_AIM OF THE EXERCISE:_
Would you repeat the entries beneath, with nothing changed?

[Records from a collection]
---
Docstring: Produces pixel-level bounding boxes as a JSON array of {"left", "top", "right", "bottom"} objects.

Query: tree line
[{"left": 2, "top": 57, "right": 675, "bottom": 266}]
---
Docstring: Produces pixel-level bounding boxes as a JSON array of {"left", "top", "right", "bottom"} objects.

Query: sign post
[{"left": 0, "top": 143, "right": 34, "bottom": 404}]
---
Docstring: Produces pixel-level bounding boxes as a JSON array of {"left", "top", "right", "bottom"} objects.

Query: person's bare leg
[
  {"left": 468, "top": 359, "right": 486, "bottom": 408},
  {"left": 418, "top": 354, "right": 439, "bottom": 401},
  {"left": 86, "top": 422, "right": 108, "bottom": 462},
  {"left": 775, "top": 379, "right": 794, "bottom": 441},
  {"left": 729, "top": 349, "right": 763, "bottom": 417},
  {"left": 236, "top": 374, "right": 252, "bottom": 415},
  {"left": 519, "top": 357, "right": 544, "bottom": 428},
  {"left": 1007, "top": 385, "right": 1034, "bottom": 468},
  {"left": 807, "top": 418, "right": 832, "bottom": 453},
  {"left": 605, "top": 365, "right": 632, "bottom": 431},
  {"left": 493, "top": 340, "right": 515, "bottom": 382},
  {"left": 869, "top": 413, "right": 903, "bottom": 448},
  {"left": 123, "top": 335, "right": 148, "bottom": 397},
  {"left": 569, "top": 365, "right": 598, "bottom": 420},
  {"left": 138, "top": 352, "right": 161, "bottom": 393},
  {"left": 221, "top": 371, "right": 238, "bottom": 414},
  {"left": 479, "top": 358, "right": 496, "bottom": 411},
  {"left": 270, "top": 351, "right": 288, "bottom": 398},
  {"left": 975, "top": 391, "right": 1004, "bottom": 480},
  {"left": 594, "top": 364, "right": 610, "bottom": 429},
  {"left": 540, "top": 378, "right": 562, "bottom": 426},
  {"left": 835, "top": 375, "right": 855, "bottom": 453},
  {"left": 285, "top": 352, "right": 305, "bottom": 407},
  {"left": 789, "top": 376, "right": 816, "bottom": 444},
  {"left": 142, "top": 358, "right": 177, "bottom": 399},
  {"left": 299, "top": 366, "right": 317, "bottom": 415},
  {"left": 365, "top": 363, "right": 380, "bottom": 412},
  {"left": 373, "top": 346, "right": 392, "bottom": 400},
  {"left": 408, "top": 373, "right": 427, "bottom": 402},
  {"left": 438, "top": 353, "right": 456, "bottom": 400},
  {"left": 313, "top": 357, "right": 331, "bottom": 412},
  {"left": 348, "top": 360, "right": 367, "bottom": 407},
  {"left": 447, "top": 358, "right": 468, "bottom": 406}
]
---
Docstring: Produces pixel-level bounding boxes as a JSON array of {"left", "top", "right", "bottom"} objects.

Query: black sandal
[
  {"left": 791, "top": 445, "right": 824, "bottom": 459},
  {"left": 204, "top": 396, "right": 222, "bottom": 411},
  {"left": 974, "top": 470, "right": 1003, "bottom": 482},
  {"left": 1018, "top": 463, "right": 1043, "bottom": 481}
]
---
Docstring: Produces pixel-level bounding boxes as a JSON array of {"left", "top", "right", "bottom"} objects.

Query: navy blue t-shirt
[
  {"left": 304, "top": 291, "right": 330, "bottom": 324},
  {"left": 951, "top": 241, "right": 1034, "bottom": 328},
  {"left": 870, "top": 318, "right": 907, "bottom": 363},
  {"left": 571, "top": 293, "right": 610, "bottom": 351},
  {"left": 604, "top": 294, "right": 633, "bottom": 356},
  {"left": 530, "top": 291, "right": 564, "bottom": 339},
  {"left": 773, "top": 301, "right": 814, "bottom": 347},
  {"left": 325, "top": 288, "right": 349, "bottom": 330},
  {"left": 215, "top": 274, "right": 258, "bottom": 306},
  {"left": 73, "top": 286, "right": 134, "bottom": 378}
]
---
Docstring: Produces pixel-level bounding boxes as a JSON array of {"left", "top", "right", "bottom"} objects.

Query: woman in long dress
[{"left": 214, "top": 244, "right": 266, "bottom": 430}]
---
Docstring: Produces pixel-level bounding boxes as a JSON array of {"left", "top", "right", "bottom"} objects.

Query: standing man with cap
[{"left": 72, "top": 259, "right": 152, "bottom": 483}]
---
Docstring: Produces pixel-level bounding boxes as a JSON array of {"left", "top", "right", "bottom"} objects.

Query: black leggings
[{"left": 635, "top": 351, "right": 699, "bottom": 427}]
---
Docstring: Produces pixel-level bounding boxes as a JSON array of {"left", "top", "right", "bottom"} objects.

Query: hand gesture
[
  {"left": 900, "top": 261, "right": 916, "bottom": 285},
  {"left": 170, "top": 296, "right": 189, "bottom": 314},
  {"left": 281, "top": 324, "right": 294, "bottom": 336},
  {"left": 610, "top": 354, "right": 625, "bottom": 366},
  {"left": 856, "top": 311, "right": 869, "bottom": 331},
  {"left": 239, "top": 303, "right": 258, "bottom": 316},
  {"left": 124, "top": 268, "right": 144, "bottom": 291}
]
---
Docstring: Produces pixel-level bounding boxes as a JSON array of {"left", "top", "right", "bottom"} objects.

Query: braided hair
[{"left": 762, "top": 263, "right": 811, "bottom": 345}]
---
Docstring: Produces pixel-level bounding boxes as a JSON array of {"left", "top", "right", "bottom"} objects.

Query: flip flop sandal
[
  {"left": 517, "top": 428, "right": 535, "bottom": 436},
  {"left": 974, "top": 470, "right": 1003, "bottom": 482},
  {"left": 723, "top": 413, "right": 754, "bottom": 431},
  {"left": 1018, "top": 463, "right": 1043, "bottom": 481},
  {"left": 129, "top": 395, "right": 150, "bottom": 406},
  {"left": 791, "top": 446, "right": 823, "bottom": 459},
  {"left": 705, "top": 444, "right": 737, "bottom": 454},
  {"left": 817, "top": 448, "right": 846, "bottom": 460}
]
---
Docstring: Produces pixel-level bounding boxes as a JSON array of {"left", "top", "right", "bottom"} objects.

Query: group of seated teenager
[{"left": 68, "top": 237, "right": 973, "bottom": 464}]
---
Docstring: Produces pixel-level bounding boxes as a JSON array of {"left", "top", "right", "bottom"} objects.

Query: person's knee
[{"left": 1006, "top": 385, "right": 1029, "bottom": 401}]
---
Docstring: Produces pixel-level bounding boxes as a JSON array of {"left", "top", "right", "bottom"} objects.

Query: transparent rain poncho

_FINISHED TASK:_
---
Docstring: Produces pixel-level bounding boxes as a JSON array of {"left", "top", "right", "bottom"} objects.

Query: tree line
[{"left": 2, "top": 57, "right": 675, "bottom": 266}]
---
Docstring: Produces pixel-level bounding boxes as a JSON array of {"left", "top", "right", "bottom"} objects.

Query: sign post
[{"left": 0, "top": 143, "right": 34, "bottom": 404}]
---
Docstring: Produces pixel-level bounding boxes as a JSON array of {"left", "top", "right", "bottom"} objects.

Query: person's bare leg
[
  {"left": 468, "top": 359, "right": 486, "bottom": 408},
  {"left": 418, "top": 354, "right": 439, "bottom": 401},
  {"left": 86, "top": 422, "right": 108, "bottom": 462},
  {"left": 775, "top": 379, "right": 794, "bottom": 441},
  {"left": 729, "top": 349, "right": 763, "bottom": 417},
  {"left": 236, "top": 374, "right": 252, "bottom": 415},
  {"left": 519, "top": 357, "right": 544, "bottom": 428},
  {"left": 1007, "top": 385, "right": 1034, "bottom": 468},
  {"left": 807, "top": 418, "right": 832, "bottom": 453},
  {"left": 605, "top": 365, "right": 632, "bottom": 431},
  {"left": 493, "top": 340, "right": 515, "bottom": 382},
  {"left": 869, "top": 413, "right": 903, "bottom": 448},
  {"left": 123, "top": 335, "right": 148, "bottom": 397},
  {"left": 569, "top": 365, "right": 598, "bottom": 420},
  {"left": 138, "top": 352, "right": 161, "bottom": 393},
  {"left": 221, "top": 371, "right": 238, "bottom": 414},
  {"left": 479, "top": 358, "right": 496, "bottom": 411},
  {"left": 270, "top": 351, "right": 288, "bottom": 398},
  {"left": 975, "top": 391, "right": 1004, "bottom": 480},
  {"left": 594, "top": 364, "right": 610, "bottom": 429},
  {"left": 540, "top": 378, "right": 562, "bottom": 426},
  {"left": 835, "top": 375, "right": 855, "bottom": 453},
  {"left": 285, "top": 352, "right": 305, "bottom": 407},
  {"left": 789, "top": 376, "right": 816, "bottom": 444},
  {"left": 142, "top": 358, "right": 177, "bottom": 399},
  {"left": 299, "top": 366, "right": 317, "bottom": 415},
  {"left": 365, "top": 363, "right": 380, "bottom": 412},
  {"left": 373, "top": 346, "right": 392, "bottom": 400},
  {"left": 408, "top": 373, "right": 427, "bottom": 402},
  {"left": 438, "top": 353, "right": 456, "bottom": 400},
  {"left": 313, "top": 357, "right": 331, "bottom": 412},
  {"left": 348, "top": 360, "right": 367, "bottom": 407},
  {"left": 447, "top": 358, "right": 468, "bottom": 406}
]
---
Docstring: Produces pixel-level bounding boxes as a JSON array of {"left", "top", "right", "bottom"} objects.

Query: black sandal
[
  {"left": 791, "top": 445, "right": 824, "bottom": 459},
  {"left": 204, "top": 396, "right": 222, "bottom": 411},
  {"left": 974, "top": 470, "right": 1003, "bottom": 482},
  {"left": 1018, "top": 463, "right": 1043, "bottom": 481}
]
---
Docstring: Produces pixel-level bounding boxes as a JSON array of {"left", "top", "right", "bottom"} objects.

Query: navy blue t-shirt
[
  {"left": 304, "top": 291, "right": 330, "bottom": 324},
  {"left": 951, "top": 241, "right": 1034, "bottom": 328},
  {"left": 870, "top": 318, "right": 907, "bottom": 363},
  {"left": 571, "top": 293, "right": 610, "bottom": 351},
  {"left": 604, "top": 294, "right": 633, "bottom": 356},
  {"left": 530, "top": 291, "right": 564, "bottom": 339},
  {"left": 773, "top": 301, "right": 814, "bottom": 347},
  {"left": 325, "top": 288, "right": 349, "bottom": 330},
  {"left": 215, "top": 274, "right": 258, "bottom": 306},
  {"left": 73, "top": 286, "right": 134, "bottom": 378}
]
---
Docstring: Produces pixel-level bounding boxes as a JSON array of {"left", "top", "right", "bottom"} objects.

Query: woman in long dress
[{"left": 214, "top": 244, "right": 266, "bottom": 430}]
---
Docstring: Produces pixel-level bounding boxes as a JSON array of {"left", "top", "right", "bottom"} objects.

Query: standing man with cap
[{"left": 72, "top": 259, "right": 152, "bottom": 483}]
---
Docstring: Produces pixel-level bounding boxes as a JSON array of {"left", "top", "right", "bottom"} objects.

Query: black leggings
[{"left": 635, "top": 351, "right": 699, "bottom": 427}]
---
Docstring: Produces pixel-level bounding boxes as a JSON array of {"left", "top", "right", "bottom"} objects.

Query: hand gesture
[
  {"left": 900, "top": 261, "right": 916, "bottom": 285},
  {"left": 170, "top": 296, "right": 189, "bottom": 314},
  {"left": 281, "top": 324, "right": 294, "bottom": 336},
  {"left": 610, "top": 354, "right": 625, "bottom": 366},
  {"left": 856, "top": 311, "right": 869, "bottom": 331},
  {"left": 239, "top": 303, "right": 258, "bottom": 316},
  {"left": 124, "top": 268, "right": 144, "bottom": 291}
]
---
Docstring: Produces pixel-level bounding boxes as a JSON array of {"left", "top", "right", "bottom"} objects.

Query: braided hair
[{"left": 762, "top": 263, "right": 811, "bottom": 345}]
---
Docstring: Produces pixel-level bounding boxes as a JSON array of {"left", "top", "right", "bottom"} objects.

Query: flip flop sandal
[
  {"left": 517, "top": 428, "right": 535, "bottom": 436},
  {"left": 974, "top": 470, "right": 1003, "bottom": 482},
  {"left": 723, "top": 413, "right": 754, "bottom": 431},
  {"left": 1018, "top": 463, "right": 1043, "bottom": 481},
  {"left": 129, "top": 395, "right": 150, "bottom": 406},
  {"left": 791, "top": 446, "right": 823, "bottom": 459},
  {"left": 705, "top": 444, "right": 737, "bottom": 454},
  {"left": 817, "top": 448, "right": 846, "bottom": 460}
]
---
Docstring: Produces pixel-level bounding boxes as a JSON array of {"left", "top", "right", "bottom"} objects.

Query: group of seated teenager
[{"left": 68, "top": 237, "right": 973, "bottom": 464}]
---
Docstring: Produces pixel-level bounding boxes as a JSON array of {"left", "top", "right", "bottom"} objects.

Query: person's knee
[{"left": 1006, "top": 385, "right": 1029, "bottom": 401}]
---
Docstring: Produces pixel-level bounding boxes as a JSON array of {"left", "top", "right", "bottom"} objects.

Query: transparent rain poncho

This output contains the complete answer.